--- begin ---
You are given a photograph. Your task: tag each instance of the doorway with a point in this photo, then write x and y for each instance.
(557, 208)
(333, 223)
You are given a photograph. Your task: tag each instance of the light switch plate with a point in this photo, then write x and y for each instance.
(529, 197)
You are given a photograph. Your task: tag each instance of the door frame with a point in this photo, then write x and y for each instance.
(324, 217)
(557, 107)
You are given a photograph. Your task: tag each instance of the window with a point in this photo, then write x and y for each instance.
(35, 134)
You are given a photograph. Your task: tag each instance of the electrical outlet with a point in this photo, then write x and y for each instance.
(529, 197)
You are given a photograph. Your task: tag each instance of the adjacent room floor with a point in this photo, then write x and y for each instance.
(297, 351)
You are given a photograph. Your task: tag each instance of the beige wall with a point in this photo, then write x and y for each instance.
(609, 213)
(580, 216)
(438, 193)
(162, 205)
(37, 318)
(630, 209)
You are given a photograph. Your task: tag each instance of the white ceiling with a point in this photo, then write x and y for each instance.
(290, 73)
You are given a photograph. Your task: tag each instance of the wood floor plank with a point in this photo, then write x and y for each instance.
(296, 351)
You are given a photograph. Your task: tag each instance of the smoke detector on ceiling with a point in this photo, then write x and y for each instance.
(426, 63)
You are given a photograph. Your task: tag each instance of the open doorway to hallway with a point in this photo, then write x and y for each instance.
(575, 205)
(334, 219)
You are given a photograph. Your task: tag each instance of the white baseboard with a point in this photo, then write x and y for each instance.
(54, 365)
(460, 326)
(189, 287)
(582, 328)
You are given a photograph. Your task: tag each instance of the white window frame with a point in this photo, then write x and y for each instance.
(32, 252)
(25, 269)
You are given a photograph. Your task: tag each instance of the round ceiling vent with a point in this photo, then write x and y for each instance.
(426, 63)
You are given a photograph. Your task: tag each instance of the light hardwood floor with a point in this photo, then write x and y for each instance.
--- end ---
- _Instruction_:
Rewrite the records from the line containing "of the window" through the end of the records, requests included, and shift every answer point by adding -124 to both its x and y coordinates.

- _Expected answer_:
You are given a photograph. Your task: tag each instance of the window with a point in this photo, then write x and y for each instance.
(-89, 10)
You are given a photograph. Your task: tag each instance of the electrical outlet with a point in this photo, then write x and y for each instance.
(405, 73)
You are given a photograph. Your task: tag each instance of the adjacent room floor with a point in this photo, then write x and y for each instance.
(173, 227)
You are given a photograph. Your task: tag each instance of the beige wall with a point in this photo, then write x and y for each instance.
(485, 89)
(456, 92)
(314, 69)
(38, 81)
(-87, 194)
(506, 85)
You are given a photograph. Your task: tag each instance of the white ceiling with a point in this photo, then write x and y for each instance.
(166, -51)
You are given a photograph. Your task: tag each instance of the wood floor plank with a point in this photo, then write x and y for each instance.
(172, 227)
You are given a photograph. Your task: tag each instance of the smoke detector on ceiling with a point in this photo, then write x and y for each instance.
(302, -61)
You are given a photograph. Your task: tag each instance of the open doorway to hallway with a point in this photo, then write x and y for each instance.
(451, 81)
(210, 95)
You are given a photograph. Your task: tag each instance of the white baseboard with a point in this photo, then write x and y for each instance.
(-70, 241)
(336, 202)
(65, 163)
(458, 204)
You are given a photograph. Your task: tag each instance of the white window frame with a point in this photo, then write x and y for each instance.
(-92, 128)
(-99, 145)
You are given a photograph. Your task: tag each instance of the round ceiling vent with a point in this photo, then write x and y for each instance.
(302, -61)
You are given a photograph. Your task: tag each instance of the light hardwood floor with a point in this photo, then write x and y for each instance.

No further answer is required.